It would appear that at the time the circuit court entered the instant order, the contested provisions arguably may have been in excess of the court’s statutory authority. (See People v. Javurek (1976), 40 Ill. App. 3d 218, 351 N.E.2d 897; People v. Adams (1976), 35 Ill. App. 3d 810, 343 N.E.2d 659.) However, it is also well settled that generally an appeal will be determined based on the law as it exists at the time the appellate decision is rendered. Rios v. Jones (1976), 63 Ill. 2d 488, 495, 348 N.E.2d 825; Riching Corp. v. Daley (1976), 43 Ill. App. 3d 574, 576, n. 1, 357 N.E.2d 74.
Public Act 80—164 (effective August 1, 1977) amended the statutory procedure set forth in section 5—2—4 of the Unified Code of Corrections (Ill. Rev. Stat. 1975, ch. 38, par. 1005—2—4) concerning disposition of individuals found not guilty by reason of insanity yet still requiring mental treatment. Section 5—2—4(d) now provides:
“(d) When the superintendent [of the facility to which defendant is committed] determines that:
(1) the defendant is no longer in need of mental treatment, or
(2) although the defendant continues to be in need of mental treatment, release or discharge is appropriate under specified conditions which afford reasonable assurance for further treatment or habilitation and for the safety of the defendant and others, the superintendent shall give written notice not less than 30 days prior to such release or discharge to the State’s Attorney of the county in which the criminal proceeding took place and to the court which found the defendant mentally ill and in need of mental treatment. Such notice shall set forth in detail the basis for the determination by the superintendent, including but not limited to the diagnosis and the techniques used in reaching it, and if the defendant continues to be in need of mental treatment, any proposed conditions for the release or discharge of the defendant. The superintendent may proceed to discharge or release the defendant under any such proposed conditions on the proposed date unless, prior to such date the court, on its own motion or upon the motion of the State’s Attorney who requests a hearing, sets a hearing on the discharge or release proposed by the superintendent. Such hearing shall be held within 30 days of a motion for hearing.”

[Collected data entries]

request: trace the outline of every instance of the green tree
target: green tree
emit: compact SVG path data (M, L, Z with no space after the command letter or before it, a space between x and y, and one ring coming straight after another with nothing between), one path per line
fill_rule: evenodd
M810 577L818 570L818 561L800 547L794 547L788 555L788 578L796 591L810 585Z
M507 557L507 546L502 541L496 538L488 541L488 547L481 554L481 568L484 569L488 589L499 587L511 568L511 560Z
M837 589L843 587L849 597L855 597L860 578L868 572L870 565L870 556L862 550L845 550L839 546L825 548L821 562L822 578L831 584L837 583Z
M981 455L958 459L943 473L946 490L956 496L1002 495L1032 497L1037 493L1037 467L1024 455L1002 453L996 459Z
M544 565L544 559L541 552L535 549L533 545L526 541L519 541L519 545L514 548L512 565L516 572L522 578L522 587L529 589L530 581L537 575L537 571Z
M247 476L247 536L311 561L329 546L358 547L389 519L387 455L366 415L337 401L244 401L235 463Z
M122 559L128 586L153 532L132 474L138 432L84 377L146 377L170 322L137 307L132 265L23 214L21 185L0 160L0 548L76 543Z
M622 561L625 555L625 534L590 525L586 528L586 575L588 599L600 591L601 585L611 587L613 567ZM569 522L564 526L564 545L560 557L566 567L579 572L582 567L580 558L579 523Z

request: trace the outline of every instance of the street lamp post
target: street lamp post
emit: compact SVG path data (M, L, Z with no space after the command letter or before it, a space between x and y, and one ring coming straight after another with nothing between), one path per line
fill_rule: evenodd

→ **Task requirements**:
- a) Answer these questions from the opinion excerpt, one per line:
(i) On what date did Public Act 80—164 take effect?
(ii) Under section 5—2—4(d), how far in advance of a release or discharge must the superintendent give written notice?
(iii) Which two cases are cited in support of the view that the contested provisions arguably exceeded the court's statutory authority?
- b) Name every case the opinion excerpt cites.
- c) Extend the opinion excerpt, picking up after its final sentence.
These data come from a separate source.

→ **Answers by task**:
- a)
(i) August 1, 1977
(ii) Not less than 30 days prior to the release or discharge
(iii) People v. Javurek and People v. Adams

- b)
People v. Javurek (1976)
People v. Adams (1976)
Rios v. Jones (1976)
Riching Corp. v. Daley (1976)

- c)
We believe this statutory modification set forth in Public Act 80—164 is germane to disposition of this appeal within the context of the record presented. Public Act 80—164 validates the circuit court’s order except with respect to the time limit which the statute imposes on the Department for the notification of the circuit court and State’s Attorney, at least 30 days prior to defendant’s contemplated release. This time requirement will presumably be adhered to by the Department. See City of Chicago v. Ben Alpert, Inc. (1938), 368 Ill. 282, 288, 13 N.E.2d 987.
Accordingly, the order of the circuit court of Cook County is affirmed.
Order affirmed.
SULLIVAN, P. J., and WILSON, J., concur.